- EXERCISE REQUIREMENTS -
Starting with the line that contains "If you could mark the power", write out each line through the end of the listing, unchanged. Output nothing else.

- PROVIDED DATA -
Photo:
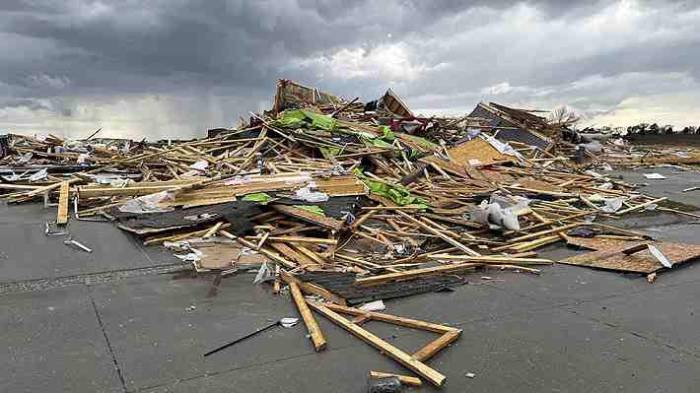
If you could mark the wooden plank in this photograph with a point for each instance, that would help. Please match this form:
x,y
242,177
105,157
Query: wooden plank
x,y
313,289
439,234
432,348
62,215
292,254
404,379
375,280
389,350
272,255
323,221
311,325
640,206
393,319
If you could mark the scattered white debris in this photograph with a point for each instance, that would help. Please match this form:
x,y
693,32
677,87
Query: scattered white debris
x,y
660,256
377,305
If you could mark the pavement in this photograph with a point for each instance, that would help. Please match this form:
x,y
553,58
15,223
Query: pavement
x,y
127,318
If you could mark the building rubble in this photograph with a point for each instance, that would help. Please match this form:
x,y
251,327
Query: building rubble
x,y
344,202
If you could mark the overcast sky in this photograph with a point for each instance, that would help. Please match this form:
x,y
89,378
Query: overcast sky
x,y
163,68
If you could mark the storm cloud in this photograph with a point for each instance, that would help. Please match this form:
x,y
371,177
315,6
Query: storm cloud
x,y
176,67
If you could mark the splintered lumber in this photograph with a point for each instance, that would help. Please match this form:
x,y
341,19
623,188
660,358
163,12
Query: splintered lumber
x,y
640,206
389,350
547,232
62,215
393,319
404,379
313,218
432,348
439,234
496,259
313,289
410,274
311,325
272,255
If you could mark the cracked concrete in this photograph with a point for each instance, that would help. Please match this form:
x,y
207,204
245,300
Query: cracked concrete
x,y
126,319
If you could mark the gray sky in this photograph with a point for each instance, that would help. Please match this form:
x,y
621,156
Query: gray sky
x,y
177,67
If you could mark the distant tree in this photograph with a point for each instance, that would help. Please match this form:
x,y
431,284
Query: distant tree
x,y
563,116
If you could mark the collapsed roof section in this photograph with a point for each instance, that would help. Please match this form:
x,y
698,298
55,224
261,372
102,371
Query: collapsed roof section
x,y
516,125
292,95
390,102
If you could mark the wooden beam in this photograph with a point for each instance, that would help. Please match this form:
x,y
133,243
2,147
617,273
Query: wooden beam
x,y
323,221
312,289
311,325
389,350
430,349
62,215
410,274
439,234
404,379
640,206
393,319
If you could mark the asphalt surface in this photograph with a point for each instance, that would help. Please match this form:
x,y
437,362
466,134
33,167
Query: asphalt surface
x,y
124,319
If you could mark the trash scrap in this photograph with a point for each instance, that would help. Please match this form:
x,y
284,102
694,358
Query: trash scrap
x,y
351,202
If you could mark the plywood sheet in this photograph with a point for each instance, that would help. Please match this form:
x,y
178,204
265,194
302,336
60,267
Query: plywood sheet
x,y
475,152
612,257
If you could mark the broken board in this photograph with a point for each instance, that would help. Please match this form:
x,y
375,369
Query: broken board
x,y
610,256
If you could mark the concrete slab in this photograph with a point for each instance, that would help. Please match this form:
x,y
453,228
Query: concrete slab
x,y
160,327
676,180
554,351
26,253
52,342
668,313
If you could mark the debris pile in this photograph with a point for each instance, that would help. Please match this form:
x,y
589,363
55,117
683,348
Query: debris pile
x,y
348,202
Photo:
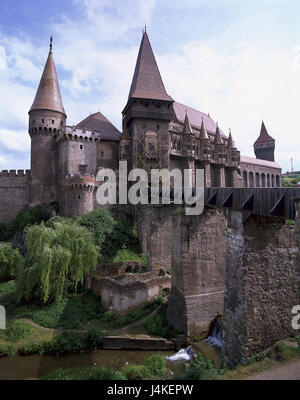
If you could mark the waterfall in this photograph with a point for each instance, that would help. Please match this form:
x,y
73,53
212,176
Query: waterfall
x,y
215,338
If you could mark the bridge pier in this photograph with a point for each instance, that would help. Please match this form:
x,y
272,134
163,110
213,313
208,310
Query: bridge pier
x,y
297,234
155,234
198,271
261,285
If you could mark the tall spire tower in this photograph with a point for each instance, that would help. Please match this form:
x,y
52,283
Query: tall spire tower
x,y
148,112
47,119
264,145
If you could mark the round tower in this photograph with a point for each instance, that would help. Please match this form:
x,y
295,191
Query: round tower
x,y
79,194
47,119
264,146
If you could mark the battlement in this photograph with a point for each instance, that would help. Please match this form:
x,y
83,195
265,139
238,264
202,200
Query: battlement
x,y
78,181
13,173
78,135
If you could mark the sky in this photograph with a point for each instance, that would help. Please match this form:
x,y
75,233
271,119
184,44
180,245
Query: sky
x,y
238,60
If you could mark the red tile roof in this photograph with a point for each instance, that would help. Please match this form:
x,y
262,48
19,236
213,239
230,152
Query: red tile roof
x,y
195,118
262,163
98,123
48,95
264,136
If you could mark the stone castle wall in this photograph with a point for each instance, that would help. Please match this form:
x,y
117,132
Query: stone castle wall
x,y
198,271
14,193
155,234
261,285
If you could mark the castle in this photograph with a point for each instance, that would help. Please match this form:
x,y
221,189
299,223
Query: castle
x,y
157,132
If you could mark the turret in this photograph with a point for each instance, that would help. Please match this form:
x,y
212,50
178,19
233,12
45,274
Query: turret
x,y
189,138
148,112
264,146
47,119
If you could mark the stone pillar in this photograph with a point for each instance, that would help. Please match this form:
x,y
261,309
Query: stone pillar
x,y
222,176
207,176
155,232
261,287
297,234
198,271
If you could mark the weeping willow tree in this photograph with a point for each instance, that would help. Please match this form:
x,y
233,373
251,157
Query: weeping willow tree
x,y
56,255
9,261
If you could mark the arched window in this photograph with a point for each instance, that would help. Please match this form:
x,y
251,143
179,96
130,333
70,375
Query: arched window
x,y
257,180
277,181
245,177
268,180
263,180
251,179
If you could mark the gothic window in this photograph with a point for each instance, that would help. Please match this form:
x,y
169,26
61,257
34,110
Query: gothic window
x,y
151,147
82,169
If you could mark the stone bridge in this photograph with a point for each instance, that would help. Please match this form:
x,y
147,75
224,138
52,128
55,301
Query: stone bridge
x,y
239,259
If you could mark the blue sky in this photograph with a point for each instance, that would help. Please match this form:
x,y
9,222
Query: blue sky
x,y
237,60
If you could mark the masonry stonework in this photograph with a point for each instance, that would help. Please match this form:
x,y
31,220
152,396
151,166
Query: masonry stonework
x,y
261,286
155,234
14,193
198,271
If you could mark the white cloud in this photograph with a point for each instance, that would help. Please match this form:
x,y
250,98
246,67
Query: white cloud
x,y
239,86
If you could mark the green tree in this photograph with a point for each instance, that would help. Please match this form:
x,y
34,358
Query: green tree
x,y
56,255
9,261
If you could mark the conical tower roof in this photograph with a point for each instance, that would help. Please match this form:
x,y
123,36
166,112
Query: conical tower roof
x,y
264,136
218,139
186,125
125,134
230,143
48,95
147,82
203,133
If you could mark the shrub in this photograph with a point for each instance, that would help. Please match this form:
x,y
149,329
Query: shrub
x,y
31,348
54,256
156,365
136,372
17,330
94,338
9,261
25,217
157,325
86,373
100,224
132,316
7,350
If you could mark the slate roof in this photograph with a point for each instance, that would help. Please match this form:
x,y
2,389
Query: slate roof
x,y
262,163
48,95
195,118
147,82
98,123
264,136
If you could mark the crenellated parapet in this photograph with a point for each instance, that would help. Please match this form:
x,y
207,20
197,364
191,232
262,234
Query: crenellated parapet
x,y
81,182
12,173
78,135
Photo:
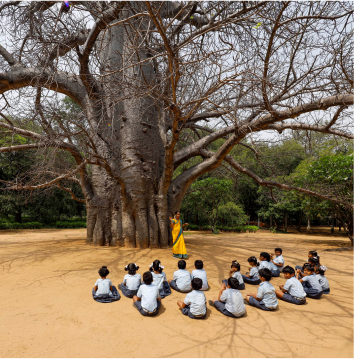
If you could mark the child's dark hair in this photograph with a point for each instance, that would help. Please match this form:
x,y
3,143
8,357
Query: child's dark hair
x,y
265,273
182,264
103,272
320,269
309,267
198,264
147,278
197,283
131,268
156,266
236,265
288,270
233,283
266,256
253,260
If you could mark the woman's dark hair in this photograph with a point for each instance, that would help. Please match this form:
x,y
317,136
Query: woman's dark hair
x,y
131,268
103,272
197,283
288,270
233,283
198,264
156,266
265,273
308,267
147,278
236,265
320,269
182,264
253,260
266,256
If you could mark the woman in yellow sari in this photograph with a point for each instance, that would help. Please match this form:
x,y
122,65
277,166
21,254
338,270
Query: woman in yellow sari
x,y
179,248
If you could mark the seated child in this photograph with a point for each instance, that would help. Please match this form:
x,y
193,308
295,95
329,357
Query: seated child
x,y
265,298
292,291
277,263
230,301
181,281
199,272
147,300
131,281
235,273
264,258
159,278
252,277
104,291
194,304
311,285
320,271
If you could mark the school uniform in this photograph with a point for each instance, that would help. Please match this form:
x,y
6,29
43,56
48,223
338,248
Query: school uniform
x,y
239,277
196,305
275,269
160,280
231,303
295,291
130,285
149,305
324,283
266,292
201,274
312,286
253,276
181,281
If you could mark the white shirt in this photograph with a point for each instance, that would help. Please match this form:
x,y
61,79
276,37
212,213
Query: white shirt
x,y
279,260
323,281
266,292
233,301
238,276
103,286
196,301
148,294
201,274
158,279
132,281
294,287
265,264
183,280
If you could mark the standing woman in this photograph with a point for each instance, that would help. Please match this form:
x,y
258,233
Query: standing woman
x,y
179,248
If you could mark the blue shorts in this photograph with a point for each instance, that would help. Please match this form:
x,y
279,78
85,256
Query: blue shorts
x,y
258,304
187,311
290,299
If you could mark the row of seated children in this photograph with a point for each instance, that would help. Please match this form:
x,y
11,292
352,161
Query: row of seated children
x,y
147,298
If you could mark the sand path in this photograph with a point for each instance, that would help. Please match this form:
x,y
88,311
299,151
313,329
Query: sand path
x,y
47,310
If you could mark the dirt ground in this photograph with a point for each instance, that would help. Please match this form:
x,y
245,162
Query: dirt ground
x,y
47,310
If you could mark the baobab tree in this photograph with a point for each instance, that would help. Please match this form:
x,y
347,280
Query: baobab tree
x,y
161,84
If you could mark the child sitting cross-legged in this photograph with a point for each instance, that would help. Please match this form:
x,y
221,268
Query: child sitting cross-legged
x,y
159,278
194,304
230,301
131,281
147,300
292,291
235,273
252,277
181,281
265,298
199,272
310,283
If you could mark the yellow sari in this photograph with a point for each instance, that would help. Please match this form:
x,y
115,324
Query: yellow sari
x,y
179,248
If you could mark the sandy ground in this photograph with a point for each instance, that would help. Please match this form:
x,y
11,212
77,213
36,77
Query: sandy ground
x,y
47,310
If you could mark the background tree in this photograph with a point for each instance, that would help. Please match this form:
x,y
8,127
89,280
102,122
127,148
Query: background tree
x,y
146,73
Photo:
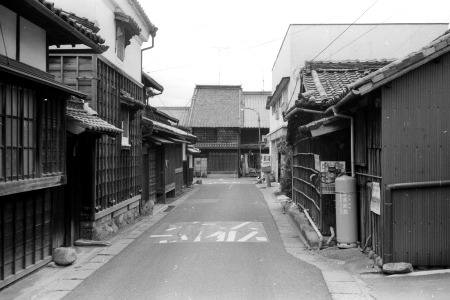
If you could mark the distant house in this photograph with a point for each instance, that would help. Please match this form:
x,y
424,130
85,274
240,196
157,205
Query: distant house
x,y
109,182
316,137
400,153
34,209
255,124
167,161
306,42
215,118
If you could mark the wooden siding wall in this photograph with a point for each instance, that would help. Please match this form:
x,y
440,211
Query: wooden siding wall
x,y
217,135
53,136
223,161
368,170
118,170
416,148
31,225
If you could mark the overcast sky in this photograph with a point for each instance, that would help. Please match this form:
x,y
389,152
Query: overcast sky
x,y
237,41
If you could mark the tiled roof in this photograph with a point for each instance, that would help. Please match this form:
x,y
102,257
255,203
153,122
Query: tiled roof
x,y
62,27
216,106
86,118
256,101
326,82
151,28
436,48
179,113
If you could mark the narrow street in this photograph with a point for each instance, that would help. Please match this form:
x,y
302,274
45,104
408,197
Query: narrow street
x,y
221,243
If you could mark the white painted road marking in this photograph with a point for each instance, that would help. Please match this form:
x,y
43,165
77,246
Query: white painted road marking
x,y
240,225
161,235
231,236
248,236
185,232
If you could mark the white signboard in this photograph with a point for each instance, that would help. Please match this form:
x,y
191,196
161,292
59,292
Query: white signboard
x,y
329,171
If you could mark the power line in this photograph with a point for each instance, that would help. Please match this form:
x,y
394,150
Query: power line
x,y
344,31
362,35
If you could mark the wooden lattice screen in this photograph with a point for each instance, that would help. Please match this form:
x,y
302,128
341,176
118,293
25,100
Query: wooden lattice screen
x,y
118,169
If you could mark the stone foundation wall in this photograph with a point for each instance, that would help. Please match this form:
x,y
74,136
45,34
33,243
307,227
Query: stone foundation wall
x,y
110,224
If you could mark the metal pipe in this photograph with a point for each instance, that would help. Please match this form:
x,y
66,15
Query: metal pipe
x,y
314,226
153,45
351,95
352,140
333,234
388,246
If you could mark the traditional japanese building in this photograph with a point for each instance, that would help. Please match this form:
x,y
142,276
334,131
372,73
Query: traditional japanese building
x,y
215,118
399,153
34,216
117,92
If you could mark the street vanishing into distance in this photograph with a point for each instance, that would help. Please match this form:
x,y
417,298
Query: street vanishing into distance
x,y
220,243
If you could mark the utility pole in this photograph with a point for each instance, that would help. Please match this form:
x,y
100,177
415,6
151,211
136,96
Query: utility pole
x,y
219,49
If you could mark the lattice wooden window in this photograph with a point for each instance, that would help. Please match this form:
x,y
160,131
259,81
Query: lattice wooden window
x,y
17,134
120,43
52,137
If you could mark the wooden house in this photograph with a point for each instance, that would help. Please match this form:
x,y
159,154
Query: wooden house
x,y
304,42
400,155
180,117
113,83
255,124
215,118
165,157
33,157
316,137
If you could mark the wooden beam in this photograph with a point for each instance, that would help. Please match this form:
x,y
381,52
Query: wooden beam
x,y
20,186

- THE ANSWER -
If you could mark the power line in this photograph with a point for each instance, that would help. Please match this form:
x,y
394,150
Query: power line
x,y
344,31
362,35
If you could mark the wooden lattice screen in this photograph with a point for each instance, that would help. Please match this form:
x,y
302,128
341,176
118,293
25,100
Query: wooden lattice screen
x,y
118,169
If you could mark the stone foundation wall in this photograph with a point for each instance, that would help. Please match this form:
x,y
74,136
45,34
33,243
307,227
Query: stone foundation wall
x,y
110,224
If you could mark the metal pipe in this photograph with a point for each instance, that would help. Please match this form:
x,y
66,15
Query: metal pipe
x,y
314,226
153,45
351,95
352,140
333,234
388,246
If you could mark the traditional japanese building in this photograph with a point for each instance, that would help. Please match this form:
x,y
142,276
334,131
372,73
Query: traditional japanese building
x,y
215,118
399,153
34,216
117,92
If you could mark the street vanishing into distance in this photograph with a point for each instance, that would help. Please match this form:
x,y
417,298
Query: street vanishing into distance
x,y
220,243
If you could mark the utility pole in this photograph with a point for each instance, that would help. Please match this form:
x,y
100,177
415,6
151,211
136,96
Query: utility pole
x,y
219,49
If you could mark the lattice wooden window in this photograph with a point for each instance, that would help. Please match this form:
x,y
160,131
259,81
Query: lattice wooden window
x,y
17,134
120,43
52,137
If you could mark the wooden house in this photograph with a point for each instance, that would help. Please match this form:
x,y
159,154
Query: wooden house
x,y
304,42
400,155
180,117
113,83
255,124
215,118
165,157
33,157
316,137
If you could mark the wooden beam in this photograph with a point for each instance, that would help. Please match this form:
x,y
381,52
Query: wooden beam
x,y
20,186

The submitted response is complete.